**Set task:** Count the lines in the material below that contain the string "bark", treating uppercase and lowercase as different. Reply with the number alone.

**Recorded data:**
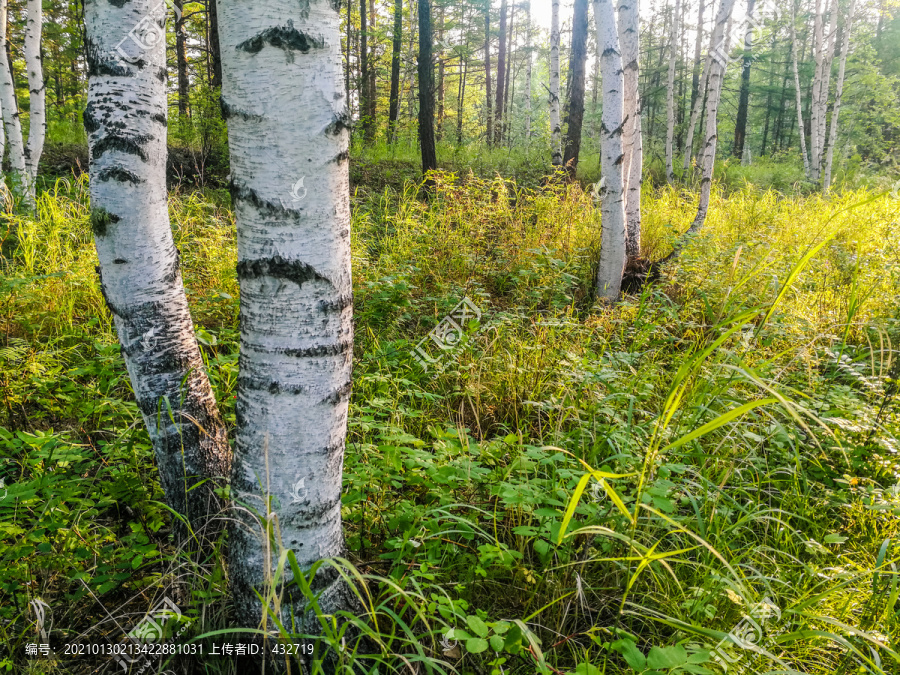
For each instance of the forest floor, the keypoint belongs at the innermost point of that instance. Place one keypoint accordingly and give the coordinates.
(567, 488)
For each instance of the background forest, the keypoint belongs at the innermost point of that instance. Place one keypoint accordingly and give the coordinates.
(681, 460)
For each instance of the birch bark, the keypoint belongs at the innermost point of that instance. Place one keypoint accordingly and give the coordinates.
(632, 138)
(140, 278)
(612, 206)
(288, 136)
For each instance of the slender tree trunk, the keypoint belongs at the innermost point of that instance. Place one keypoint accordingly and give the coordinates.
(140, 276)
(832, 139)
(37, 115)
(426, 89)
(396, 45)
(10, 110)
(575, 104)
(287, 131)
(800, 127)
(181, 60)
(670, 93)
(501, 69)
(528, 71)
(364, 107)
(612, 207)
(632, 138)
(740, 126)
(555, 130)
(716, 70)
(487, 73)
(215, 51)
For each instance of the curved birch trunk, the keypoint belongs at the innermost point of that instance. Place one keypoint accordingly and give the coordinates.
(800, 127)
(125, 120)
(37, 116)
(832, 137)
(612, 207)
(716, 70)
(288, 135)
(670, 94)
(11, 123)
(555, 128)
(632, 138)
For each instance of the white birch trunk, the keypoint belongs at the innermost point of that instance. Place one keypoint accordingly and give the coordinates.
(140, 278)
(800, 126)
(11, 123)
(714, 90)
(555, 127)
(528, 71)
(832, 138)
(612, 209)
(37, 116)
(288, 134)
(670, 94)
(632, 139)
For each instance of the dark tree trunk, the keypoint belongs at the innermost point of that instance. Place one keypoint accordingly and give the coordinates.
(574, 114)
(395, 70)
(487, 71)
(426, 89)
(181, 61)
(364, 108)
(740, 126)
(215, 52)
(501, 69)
==
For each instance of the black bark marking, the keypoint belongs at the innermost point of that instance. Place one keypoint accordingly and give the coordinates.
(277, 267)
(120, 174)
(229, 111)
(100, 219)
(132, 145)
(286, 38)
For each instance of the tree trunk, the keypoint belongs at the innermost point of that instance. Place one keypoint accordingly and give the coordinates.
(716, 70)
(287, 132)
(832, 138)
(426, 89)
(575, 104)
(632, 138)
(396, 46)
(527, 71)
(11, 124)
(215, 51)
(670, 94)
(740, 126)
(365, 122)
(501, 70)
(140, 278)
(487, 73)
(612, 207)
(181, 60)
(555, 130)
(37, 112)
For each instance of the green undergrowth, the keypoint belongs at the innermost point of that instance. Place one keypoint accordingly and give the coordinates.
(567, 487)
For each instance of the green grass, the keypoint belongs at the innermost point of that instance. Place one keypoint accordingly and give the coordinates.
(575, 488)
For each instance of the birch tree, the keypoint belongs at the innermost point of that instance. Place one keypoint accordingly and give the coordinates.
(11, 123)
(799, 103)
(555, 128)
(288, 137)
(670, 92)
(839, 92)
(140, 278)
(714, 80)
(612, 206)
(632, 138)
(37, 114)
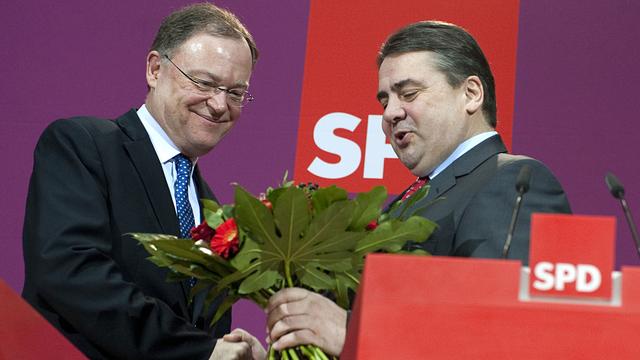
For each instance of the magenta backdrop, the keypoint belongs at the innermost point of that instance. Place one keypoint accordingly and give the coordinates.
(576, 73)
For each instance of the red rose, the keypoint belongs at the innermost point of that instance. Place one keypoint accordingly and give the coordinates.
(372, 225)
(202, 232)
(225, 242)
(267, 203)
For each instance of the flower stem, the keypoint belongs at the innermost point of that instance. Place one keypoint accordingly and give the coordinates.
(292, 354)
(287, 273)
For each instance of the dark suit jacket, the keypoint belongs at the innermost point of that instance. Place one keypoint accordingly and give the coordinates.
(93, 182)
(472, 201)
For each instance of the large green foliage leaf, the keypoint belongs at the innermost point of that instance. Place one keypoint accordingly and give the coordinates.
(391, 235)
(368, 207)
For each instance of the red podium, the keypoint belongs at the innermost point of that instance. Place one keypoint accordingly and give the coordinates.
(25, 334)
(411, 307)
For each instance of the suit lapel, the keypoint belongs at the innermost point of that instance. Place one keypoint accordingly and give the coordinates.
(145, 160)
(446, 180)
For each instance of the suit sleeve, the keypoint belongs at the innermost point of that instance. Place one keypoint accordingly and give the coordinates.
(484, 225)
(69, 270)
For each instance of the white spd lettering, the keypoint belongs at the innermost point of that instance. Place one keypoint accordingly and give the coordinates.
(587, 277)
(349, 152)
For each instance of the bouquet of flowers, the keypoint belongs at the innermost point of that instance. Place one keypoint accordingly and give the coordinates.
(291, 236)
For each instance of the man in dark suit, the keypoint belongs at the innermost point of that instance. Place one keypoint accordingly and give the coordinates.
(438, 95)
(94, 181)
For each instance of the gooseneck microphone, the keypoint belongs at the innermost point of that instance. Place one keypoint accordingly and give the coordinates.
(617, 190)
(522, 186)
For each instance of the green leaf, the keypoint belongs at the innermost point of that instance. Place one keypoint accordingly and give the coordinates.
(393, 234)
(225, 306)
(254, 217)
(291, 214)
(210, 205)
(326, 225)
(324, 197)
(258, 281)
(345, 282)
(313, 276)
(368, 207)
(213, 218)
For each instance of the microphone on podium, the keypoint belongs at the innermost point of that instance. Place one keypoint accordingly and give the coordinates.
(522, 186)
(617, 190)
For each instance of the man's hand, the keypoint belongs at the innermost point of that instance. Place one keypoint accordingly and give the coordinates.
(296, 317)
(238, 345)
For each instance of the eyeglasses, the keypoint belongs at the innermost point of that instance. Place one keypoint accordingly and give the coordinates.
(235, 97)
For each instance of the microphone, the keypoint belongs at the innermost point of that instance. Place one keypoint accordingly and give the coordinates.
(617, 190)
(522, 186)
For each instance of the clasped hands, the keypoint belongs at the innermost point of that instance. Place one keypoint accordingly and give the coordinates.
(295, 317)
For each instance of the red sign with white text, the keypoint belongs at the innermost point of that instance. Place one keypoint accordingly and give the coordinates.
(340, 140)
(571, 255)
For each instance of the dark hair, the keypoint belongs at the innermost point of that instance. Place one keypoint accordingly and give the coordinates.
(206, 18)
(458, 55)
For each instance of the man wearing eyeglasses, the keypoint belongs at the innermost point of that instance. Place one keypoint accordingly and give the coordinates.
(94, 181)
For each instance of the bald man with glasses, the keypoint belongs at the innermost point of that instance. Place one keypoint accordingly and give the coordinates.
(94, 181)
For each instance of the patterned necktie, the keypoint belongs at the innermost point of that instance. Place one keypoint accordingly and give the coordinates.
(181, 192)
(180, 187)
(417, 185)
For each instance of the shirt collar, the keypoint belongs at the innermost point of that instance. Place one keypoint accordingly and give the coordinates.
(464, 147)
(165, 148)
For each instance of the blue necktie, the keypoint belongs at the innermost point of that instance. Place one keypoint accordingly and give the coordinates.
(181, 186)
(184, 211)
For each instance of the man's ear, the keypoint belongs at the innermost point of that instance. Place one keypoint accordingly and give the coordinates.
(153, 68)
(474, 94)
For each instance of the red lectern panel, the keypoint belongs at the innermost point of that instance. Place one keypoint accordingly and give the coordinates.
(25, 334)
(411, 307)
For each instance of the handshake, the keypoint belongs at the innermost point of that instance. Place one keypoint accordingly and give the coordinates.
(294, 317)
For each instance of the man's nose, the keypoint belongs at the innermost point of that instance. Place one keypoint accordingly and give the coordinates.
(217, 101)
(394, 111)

**Completed exercise:** 2